> [Prompt A]:
Reproduce the passage on neoclassical economics word for word from "It is easy to" to "a whole adapts.".
> [Prompt B]:
Carry on the passage about neoclassical economics and Keynes, picking up after its final sentence.

> [Passage]:
I must admit that I was a believer, and if the majority believed in the same thing, there is a self-fulfilling prophecy. When things go wrong, it is not the theory that is wrong, it is the bad execution of policy, or the policymakers did not understand the market well enough! The shaman cannot be wholly wrong – that would challenge their credibility.  Sounds familiar?

It is easy to criticise, but not easy to give credible and concrete alternatives. Polanyi was instinctively and logically right, but to find the right balance between state and market is very difficult, so he did not point the right way.  My conclusion is that there is no one-size-fit-all model or solution – each society will have to seek its own balance. For example, the Kingdom of Bhutan does not believe in GDP – it seeks the happiness of its citizens.  That is Bhutan’s right to do so.  From diversity comes competition of ideas and models, so the system as a whole adapts.

Taken to its extreme, the neoclassical school became pseudo-science, where the assumptions become self-evident truths.  As you know, theories will be refuted when new evidence show that these theories are defective. The neo-classical is a big school that covers many different views, and the most theoretical have become cardinals that preach to the converted, ignoring the fact that reality has moved away from their paradigm. It took the rise of the periphery economies in Europe to convince the Catholic Church that the Reformation was real, and the church adapted accordingly. The neoclassical school adapted to the Keynesian challenge by absorbing it into quantitative terms. The philosophy of Keynes was interventionist – the market will not clear when there is inadequate aggregate demand. When Keynesian economics was over-applied, the neoclassical came back with a vengeance, arguing that you should not only cut back fiscally, but also in terms of regulation in almost every field. That gave monopolists and the elite a chance to capture the system, not just politically, but also intellectually and ideologically. The rich became richer.

> [Items]:
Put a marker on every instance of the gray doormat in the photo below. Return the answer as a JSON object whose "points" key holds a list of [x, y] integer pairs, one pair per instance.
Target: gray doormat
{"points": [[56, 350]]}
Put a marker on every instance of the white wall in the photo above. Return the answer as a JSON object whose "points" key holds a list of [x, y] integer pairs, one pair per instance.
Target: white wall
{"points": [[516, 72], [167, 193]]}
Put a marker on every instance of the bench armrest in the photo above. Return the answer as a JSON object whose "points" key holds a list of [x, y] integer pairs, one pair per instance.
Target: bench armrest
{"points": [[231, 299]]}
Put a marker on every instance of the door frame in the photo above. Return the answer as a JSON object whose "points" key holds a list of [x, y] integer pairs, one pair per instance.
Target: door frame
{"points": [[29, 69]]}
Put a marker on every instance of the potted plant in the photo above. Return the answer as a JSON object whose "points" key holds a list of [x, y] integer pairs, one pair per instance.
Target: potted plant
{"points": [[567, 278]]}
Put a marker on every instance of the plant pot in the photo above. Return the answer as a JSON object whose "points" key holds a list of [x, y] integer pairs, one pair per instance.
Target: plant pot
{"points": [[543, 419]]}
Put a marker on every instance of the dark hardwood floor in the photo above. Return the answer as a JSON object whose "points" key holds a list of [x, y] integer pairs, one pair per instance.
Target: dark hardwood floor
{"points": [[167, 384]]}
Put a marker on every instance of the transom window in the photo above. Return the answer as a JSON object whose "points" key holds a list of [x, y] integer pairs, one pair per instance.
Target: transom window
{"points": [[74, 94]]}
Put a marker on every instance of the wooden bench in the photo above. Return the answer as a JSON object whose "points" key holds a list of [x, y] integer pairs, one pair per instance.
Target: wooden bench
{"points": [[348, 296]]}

> [Exercise response A]:
It is easy to criticise, but not easy to give credible and concrete alternatives. Polanyi was instinctively and logically right, but to find the right balance between state and market is very difficult, so he did not point the right way.  My conclusion is that there is no one-size-fit-all model or solution – each society will have to seek its own balance. For example, the Kingdom of Bhutan does not believe in GDP – it seeks the happiness of its citizens.  That is Bhutan’s right to do so.  From diversity comes competition of ideas and models, so the system as a whole adapts.

> [Exercise response B]:
KP: The development of economics has always been related to the evolution of natural sciences, essentially physics. It is true however that mainstream economics remained closely linked to the perfectionist, mechanical, linear view of classical physics, and the quantum-revolution is not really reflected in economics. In your opinion, what would be the value added of the quantum concept’s integration in economics?

AS: The neoclassical linear, symmetric approach is elegant, intuitive and very attractive, especially to those in power. No one needs to do anything, because the free market enables one to achieve many riches.  But this actually completely contravenes the pre-Modern period in which man must live with nature and with other men, so there are limits to human self-interest and markets. When we move to complex, non-linear paradigms, the alternatives are so many, so heterodox and complicated that most people are confused. So many remain attracted to the old model as the most comforting, even if it is wrong.

The quantum revolution actually goes back to relational, probabilistic and evolutionary models of change that even physicists do not quite understand, but the theory works in many circumstances. For example, quantum computing is now able to make complex computations faster and more comprehensive than classical computers (using binary maths). This enables AI solutions that changes the tools of human decision-making, which means that the economics and social behaviour also changes.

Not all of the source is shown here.